- [Excerpt]:
+---+

Joanna L Henderson, Gloria Chaim, Stephanie Luca, E B Brownlie, Susan Rosenkranz, Tracey A Skilling, Joseph H Beitchman
BMC Health Services Research 2015 September 18, 15: 393
26384786

BACKGROUND: Concurrent mental health and substance use issues are a serious problem for adolescents and transition-aged youth. Service providers across sectors must be involved in informing system change to meet youth needs. This study examines stakeholder perspectives on services for youth with concurrent disorders including 1) clinical issues in youth services; 2) priority system issues; and 3) optimal knowledge translation strategies to enhance researcher-stakeholder communication.

METHODS: A database of youth clinical services across Canada was developed. Program managers (nā€‰=ā€‰481) at cross-sectoral (mental health, addictions, justice, child welfare, advocacy, and outreach) youth-serving (aged 12-24) programs were invited to complete an online survey; 232 responded. Survey questions concerned youth needs, program characteristics, priorities for service system enhancement; and usual and preferred knowledge translation methods.

RESULTS: Across service sectors, the mean estimated proportion of youth using services with concurrent mental health and substance use problems was 55%. Program managers reported routine screening for mental health and substance use concerns (66%), referring to other agencies to meet the concurrent disorder needs of youth (54%), offering specific programming for concurrent disorders (42%), and program evaluation (48%). Notably, mental health programs were significantly less likely to offer concurrent disorders services than addictions programs. Where services do exist, most are targeted at youth aged 12-18 years, with fewer services available for transition-aged youth. Endorsement of various system change goals exceeded 80%, with a particular emphasis on improving access to services (49%), ensuring a continuum of services for varying levels of severity (37%), and improved integration across sectors (36%). Preferred knowledge exchange methods were workshops and websites for receiving information; and focus groups or surveys, rather than intensive participation on research teams, to inform research.

CONCLUSIONS: There is a high need to build capacity across most sectors for meeting the needs of youth with co-occurring mental health and substance use problems, especially for transition-aged youth. In addition, limits in program evaluation should be addressed. Innovative knowledge exchange strategies are needed to better meet the needs of youth with concurrent disorders. Although service providers expressed readiness to participate in service enhancement and knowledge translation activities, effective, feasible approaches must integrate strategies likely to result in desired clinical outcomes, given clinical workload challenges.

+---+

- [Things to do]:
**1.** Answer these questions from the abstract:
(a) How many program managers were invited to complete the online survey, and how many responded?
(b) What was the mean estimated proportion of youth using services who had concurrent mental health and substance use problems?
(c) Which knowledge exchange methods did respondents prefer for receiving information?
**2.** Revise the stretch of the abstract from "BACKGROUND: Concurrent mental" through "enhance researcher-stakeholder communication.", replacing "serious problem" with "major problem".
The lines have no connection to the abstract.

- [Source material]:

+---+

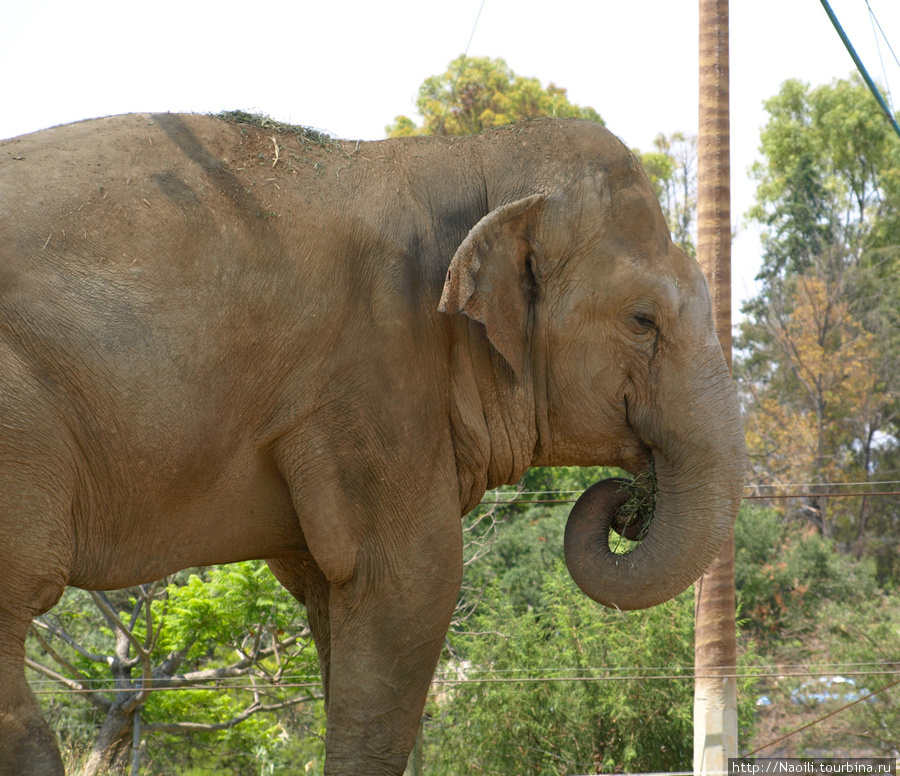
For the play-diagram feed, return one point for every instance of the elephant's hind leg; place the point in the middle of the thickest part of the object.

+---+

- [Task-by-task outputs]:
**1.**
(a) 481 were invited, and 232 responded.
(b) 55%.
(c) Workshops and websites.

**2.**
BACKGROUND: Concurrent mental health and substance use issues are a major problem for adolescents and transition-aged youth. Service providers across sectors must be involved in informing system change to meet youth needs. This study examines stakeholder perspectives on services for youth with concurrent disorders including 1) clinical issues in youth services; 2) priority system issues; and 3) optimal knowledge translation strategies to enhance researcher-stakeholder communication.